Hearing aid batteries don’t have a very long shelf life and depending on the type of battery, and how frequently people use their devices, you could end up going through many batteries every year. These batteries contain toxins that are harmful to the quality of soil and water.
When they are thrown in the regular trash, there is a danger that these toxins will be released when garbage is burned or merely corrode over time in a landfill. Luckily, there are several methods people can use to recycle their hearing aid batteries, keeping these potentially dangerous away from our natural environment.
It is estimated that Americans throw away about 1.4 billion disposable hearing aid batteries every year, creating millions of tons of waste. These numbers will continue to rise as more and more people begin wearing hearing aids, unless they choose to recycle their batteries. Most hearing aids use zinc-air button cell batteries, and some also contain small amounts of mercuric oxide and silver. Over time, the outer casings of hearing aid batteries corrode as they sit in landfills. This releases the zinc and other metals contained in these devices into the soil and eventually into groundwater. Trash containing hearing aids batteries that is burned releases harmful smoke into the air. High levels of these toxins can lead to health problems in both animals and humans as water and the food chain become compromised. While the amount of toxins in a single battery may seem small, when taken together the sheer mass of these batteries ending up in landfills hurts the environment.
Recycling hearing aid batteries can also have a cumulative effect beyond just taking them out of landfills. When the batteries are recycled, the metals recovered can be used in multiple applications. This means that there is less need to mine to meet demand. Mining in and of itself has a negative effect on the environment due to the fuel burned by heavy machinery and the waste that is created by the mining process that leaches into the surrounding soil and water. The recovered plastics and metals from recycled hearing aid batteries can also be repurposed to make new batteries and cut down on additional production of those materials.

——

TASK DESCRIPTION
Answer these questions from the hearing aid battery text:
(a) According to the text, how might the batteries' toxins be released once they are thrown in the regular trash?
(b) How many disposable hearing aid batteries are Americans estimated to throw away every year?
(c) What can the recovered plastics and metals from recycled batteries be repurposed to make?

DATA EXTRACT

——

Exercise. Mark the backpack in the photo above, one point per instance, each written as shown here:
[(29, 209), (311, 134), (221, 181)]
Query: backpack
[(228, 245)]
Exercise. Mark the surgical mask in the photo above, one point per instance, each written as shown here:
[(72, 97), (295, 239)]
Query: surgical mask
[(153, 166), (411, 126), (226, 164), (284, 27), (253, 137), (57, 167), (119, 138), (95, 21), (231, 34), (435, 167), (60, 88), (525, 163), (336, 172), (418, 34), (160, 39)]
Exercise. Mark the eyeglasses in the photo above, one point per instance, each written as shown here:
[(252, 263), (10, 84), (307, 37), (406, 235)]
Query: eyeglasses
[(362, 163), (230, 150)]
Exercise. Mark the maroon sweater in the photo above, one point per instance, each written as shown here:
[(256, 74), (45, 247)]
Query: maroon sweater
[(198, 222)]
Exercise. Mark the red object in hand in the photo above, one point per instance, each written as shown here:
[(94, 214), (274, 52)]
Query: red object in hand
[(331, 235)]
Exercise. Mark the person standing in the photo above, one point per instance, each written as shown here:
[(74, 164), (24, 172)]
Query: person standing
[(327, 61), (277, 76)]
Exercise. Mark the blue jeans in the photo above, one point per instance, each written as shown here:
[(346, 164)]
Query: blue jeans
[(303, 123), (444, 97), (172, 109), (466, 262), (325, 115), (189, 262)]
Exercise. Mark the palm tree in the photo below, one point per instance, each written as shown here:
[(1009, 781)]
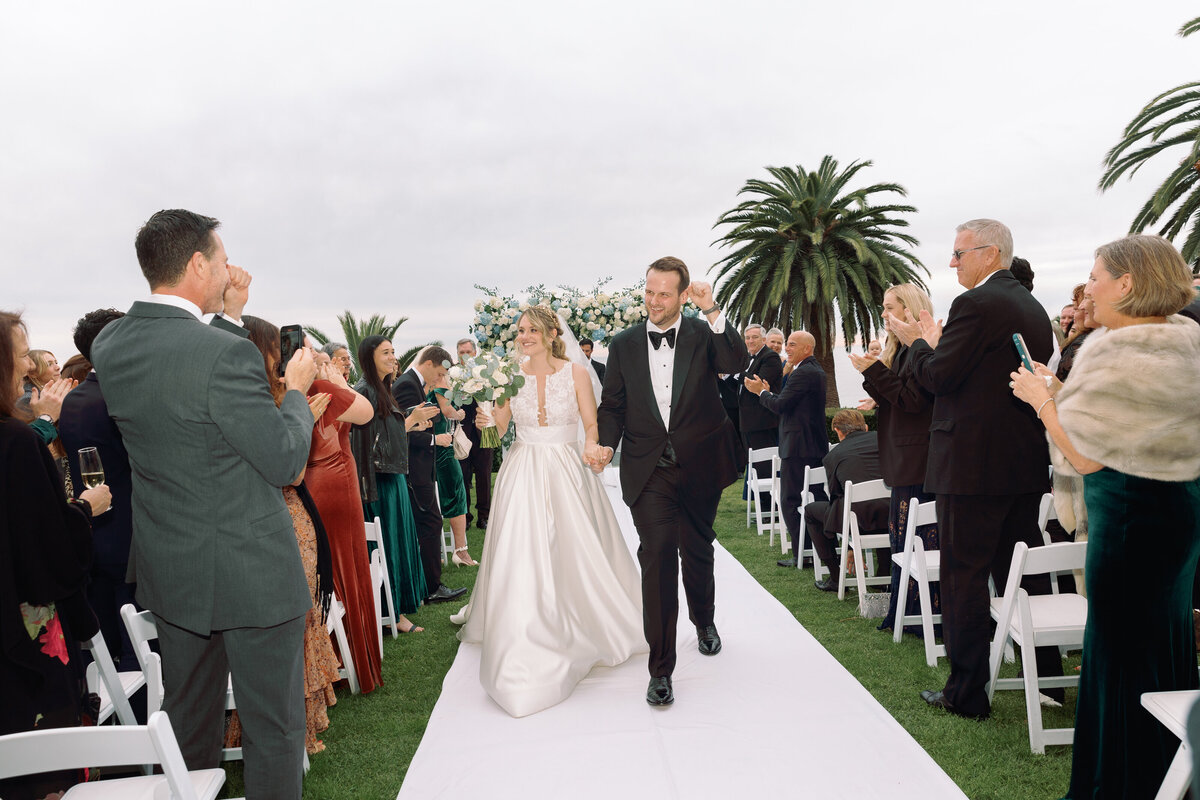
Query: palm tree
[(355, 330), (1170, 120), (805, 247)]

——

SOLUTION BELOW
(a) The toxins may be released when garbage is burned, or they may corrode over time in a landfill.
(b) About 1.4 billion.
(c) New batteries.